_Data shown_

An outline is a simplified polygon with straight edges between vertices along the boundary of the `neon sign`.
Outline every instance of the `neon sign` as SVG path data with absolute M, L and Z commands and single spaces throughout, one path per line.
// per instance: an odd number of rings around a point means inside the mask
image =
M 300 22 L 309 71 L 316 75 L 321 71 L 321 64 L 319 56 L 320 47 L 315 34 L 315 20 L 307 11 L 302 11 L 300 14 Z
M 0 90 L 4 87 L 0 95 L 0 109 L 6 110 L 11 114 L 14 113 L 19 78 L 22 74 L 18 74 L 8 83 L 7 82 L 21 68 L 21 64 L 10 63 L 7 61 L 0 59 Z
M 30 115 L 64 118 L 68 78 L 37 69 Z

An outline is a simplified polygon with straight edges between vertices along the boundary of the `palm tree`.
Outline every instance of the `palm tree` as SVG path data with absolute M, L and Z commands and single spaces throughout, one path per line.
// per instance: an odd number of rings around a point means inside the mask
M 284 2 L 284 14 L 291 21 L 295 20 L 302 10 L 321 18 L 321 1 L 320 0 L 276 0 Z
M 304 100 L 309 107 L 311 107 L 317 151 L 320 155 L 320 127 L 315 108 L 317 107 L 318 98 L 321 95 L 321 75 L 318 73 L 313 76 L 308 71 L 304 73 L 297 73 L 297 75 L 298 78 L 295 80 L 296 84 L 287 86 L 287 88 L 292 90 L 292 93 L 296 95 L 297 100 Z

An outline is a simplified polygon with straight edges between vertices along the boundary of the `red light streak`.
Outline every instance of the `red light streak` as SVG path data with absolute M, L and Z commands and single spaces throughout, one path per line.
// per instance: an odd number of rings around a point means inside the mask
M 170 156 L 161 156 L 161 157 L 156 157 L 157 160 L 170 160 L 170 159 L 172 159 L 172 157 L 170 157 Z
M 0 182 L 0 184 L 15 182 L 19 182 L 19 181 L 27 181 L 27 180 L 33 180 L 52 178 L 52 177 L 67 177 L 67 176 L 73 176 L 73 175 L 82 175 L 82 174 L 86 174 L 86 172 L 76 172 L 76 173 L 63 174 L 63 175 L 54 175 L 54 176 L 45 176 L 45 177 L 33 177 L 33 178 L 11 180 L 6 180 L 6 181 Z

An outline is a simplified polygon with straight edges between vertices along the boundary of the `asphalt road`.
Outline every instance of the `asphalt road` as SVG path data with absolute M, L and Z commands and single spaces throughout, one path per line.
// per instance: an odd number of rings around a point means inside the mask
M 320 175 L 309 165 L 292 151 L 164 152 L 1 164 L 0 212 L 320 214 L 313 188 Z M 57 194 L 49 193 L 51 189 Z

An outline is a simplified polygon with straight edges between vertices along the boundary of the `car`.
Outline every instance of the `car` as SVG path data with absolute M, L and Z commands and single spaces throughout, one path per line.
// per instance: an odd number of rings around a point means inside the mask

_Exercise_
Copy the data word for word, starting with its first line and continuing through the line that contains "M 30 115 L 64 118 L 68 78 L 37 69 Z".

_Written reply_
An outline is a simplified polygon with straight edges between vertices along the boundary of the `neon sign`.
Outline every instance of the `neon sign` as SVG path data with absolute M, L and Z commands and single spaces throughout, one path per line.
// per instance: an odd number of rings around a point means inside the mask
image =
M 300 22 L 309 71 L 316 75 L 321 71 L 321 64 L 319 56 L 320 47 L 315 34 L 315 20 L 307 11 L 302 11 L 300 14 Z
M 0 90 L 4 87 L 0 95 L 0 109 L 6 110 L 11 114 L 14 113 L 19 78 L 22 74 L 18 74 L 8 83 L 7 82 L 21 68 L 21 64 L 10 63 L 7 61 L 0 59 Z
M 30 115 L 64 118 L 68 78 L 37 69 Z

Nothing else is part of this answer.